Exercise aim =>
How many lines in the material below contain the word "skin"? Reply with the number alone.

* BEGIN Items *

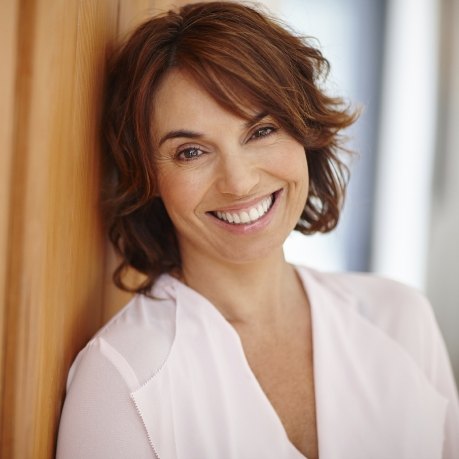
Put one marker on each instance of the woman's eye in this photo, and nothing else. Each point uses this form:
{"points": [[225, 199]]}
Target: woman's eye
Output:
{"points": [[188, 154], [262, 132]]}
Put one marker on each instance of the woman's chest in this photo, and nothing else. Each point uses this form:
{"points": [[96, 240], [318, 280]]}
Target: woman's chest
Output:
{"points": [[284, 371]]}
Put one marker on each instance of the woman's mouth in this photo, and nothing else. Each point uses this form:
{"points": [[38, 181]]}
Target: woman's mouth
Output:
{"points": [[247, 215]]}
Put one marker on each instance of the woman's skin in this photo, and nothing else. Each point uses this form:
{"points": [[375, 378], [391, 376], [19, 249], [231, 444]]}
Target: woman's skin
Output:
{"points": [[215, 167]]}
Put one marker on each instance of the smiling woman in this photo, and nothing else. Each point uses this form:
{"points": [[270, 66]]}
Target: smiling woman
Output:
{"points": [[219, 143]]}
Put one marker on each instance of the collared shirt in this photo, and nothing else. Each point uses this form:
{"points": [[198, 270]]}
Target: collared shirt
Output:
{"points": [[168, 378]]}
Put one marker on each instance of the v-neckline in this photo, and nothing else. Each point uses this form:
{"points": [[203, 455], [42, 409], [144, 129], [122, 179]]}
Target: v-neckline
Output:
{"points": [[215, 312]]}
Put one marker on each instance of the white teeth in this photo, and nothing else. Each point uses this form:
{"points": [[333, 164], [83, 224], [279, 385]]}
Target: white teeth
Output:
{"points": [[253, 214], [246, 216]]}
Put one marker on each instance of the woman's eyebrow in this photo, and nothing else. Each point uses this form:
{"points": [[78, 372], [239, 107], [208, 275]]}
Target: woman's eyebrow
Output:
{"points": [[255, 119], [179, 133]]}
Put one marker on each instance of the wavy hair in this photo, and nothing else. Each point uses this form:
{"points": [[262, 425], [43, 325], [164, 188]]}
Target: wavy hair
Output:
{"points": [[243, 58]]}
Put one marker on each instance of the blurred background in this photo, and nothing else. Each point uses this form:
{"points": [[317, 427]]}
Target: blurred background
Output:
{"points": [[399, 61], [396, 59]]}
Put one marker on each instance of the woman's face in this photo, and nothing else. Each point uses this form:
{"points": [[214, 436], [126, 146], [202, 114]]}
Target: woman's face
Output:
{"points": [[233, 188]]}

* END Items *
* BEGIN Items *

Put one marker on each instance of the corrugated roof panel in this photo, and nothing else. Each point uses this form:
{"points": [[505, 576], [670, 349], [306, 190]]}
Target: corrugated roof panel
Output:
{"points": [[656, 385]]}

* END Items *
* BEGIN Items *

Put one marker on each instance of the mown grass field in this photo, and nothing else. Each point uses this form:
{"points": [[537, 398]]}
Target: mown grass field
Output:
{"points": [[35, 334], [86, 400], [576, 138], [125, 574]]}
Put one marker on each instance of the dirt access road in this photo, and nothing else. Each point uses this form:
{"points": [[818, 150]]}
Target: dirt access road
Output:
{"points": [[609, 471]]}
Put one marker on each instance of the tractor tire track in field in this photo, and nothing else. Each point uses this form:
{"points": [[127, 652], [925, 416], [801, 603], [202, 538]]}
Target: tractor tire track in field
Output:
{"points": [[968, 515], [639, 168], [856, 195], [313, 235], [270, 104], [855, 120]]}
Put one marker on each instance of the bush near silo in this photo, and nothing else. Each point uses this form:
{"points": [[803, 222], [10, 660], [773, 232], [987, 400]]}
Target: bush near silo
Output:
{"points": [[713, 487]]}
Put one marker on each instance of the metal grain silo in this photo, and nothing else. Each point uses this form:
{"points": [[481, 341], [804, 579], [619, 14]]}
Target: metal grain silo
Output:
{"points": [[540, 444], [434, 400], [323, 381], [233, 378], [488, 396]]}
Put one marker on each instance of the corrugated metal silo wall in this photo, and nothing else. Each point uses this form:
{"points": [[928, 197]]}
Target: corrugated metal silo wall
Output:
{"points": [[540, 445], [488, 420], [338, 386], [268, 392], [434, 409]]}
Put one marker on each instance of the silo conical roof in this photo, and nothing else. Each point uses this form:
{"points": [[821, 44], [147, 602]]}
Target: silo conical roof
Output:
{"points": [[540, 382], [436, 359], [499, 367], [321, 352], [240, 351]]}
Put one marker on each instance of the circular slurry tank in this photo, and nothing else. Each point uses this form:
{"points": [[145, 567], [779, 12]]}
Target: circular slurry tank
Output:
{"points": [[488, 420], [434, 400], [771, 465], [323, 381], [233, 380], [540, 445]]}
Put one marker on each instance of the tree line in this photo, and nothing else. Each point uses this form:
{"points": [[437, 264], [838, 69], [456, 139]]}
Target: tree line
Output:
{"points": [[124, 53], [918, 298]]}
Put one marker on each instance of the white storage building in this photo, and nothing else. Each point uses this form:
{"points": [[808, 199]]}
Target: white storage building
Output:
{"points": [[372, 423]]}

* END Items *

Expected output =>
2